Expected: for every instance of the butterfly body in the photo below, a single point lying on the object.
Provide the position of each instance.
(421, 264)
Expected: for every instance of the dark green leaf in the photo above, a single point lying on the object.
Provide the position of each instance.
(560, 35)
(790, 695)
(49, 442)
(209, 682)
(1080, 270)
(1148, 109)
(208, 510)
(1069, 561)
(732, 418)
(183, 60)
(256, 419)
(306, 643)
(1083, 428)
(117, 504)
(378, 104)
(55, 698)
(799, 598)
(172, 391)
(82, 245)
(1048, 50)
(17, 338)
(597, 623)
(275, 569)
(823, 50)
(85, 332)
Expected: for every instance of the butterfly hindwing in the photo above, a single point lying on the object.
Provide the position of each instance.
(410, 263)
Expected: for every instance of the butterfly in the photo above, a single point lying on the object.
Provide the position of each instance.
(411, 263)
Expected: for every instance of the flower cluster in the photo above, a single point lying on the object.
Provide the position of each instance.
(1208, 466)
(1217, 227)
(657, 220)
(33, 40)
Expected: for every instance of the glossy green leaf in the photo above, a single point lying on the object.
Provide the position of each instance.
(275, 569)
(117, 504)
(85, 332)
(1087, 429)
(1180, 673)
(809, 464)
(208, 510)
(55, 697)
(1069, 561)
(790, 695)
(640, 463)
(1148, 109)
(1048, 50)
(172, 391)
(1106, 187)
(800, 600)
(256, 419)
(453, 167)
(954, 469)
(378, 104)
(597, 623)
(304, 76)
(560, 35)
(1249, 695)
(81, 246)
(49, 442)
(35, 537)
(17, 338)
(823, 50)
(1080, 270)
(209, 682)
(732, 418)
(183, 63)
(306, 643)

Task brief:
Set all of the entries down again, exactly as they were given.

Full response:
Expected: for every instance of the butterfly body in the photo below, a single point lying on the object.
Provide the position of each instance.
(421, 264)
Expected: for every instance of the dark green leaf in the photo above, a single point lying on the object.
Provide the position of each instance.
(560, 35)
(790, 695)
(49, 442)
(209, 682)
(1080, 270)
(1148, 109)
(208, 510)
(1069, 561)
(732, 418)
(183, 60)
(256, 419)
(306, 643)
(1083, 428)
(117, 504)
(378, 104)
(55, 698)
(799, 598)
(172, 391)
(82, 245)
(1048, 50)
(17, 338)
(597, 623)
(275, 569)
(823, 50)
(85, 332)
Expected: for every instance of the butterfly hindwing in the photo above, a single point lying on the object.
Provide the position of each instance.
(410, 263)
Expected: for every instance of the butterfly in the photo above, a single point lying on the object.
Provide the position of each instance.
(411, 263)
Expected: for every instance of the flower cluster in the photo above, a single point lying on the object.
Provide the position of each instance.
(1208, 466)
(1217, 227)
(657, 220)
(33, 40)
Expected: for every instance of the glossy green leaf in the photo above, a single point lying on the object.
Provide the position of each instance.
(275, 569)
(117, 504)
(85, 332)
(1087, 429)
(1180, 673)
(809, 464)
(208, 510)
(55, 697)
(1069, 561)
(790, 695)
(640, 463)
(1148, 109)
(1048, 50)
(172, 391)
(1106, 187)
(800, 600)
(256, 419)
(453, 167)
(954, 469)
(378, 104)
(597, 623)
(304, 76)
(560, 35)
(1249, 695)
(81, 246)
(49, 442)
(35, 537)
(17, 338)
(823, 50)
(1080, 270)
(209, 682)
(732, 418)
(183, 63)
(306, 643)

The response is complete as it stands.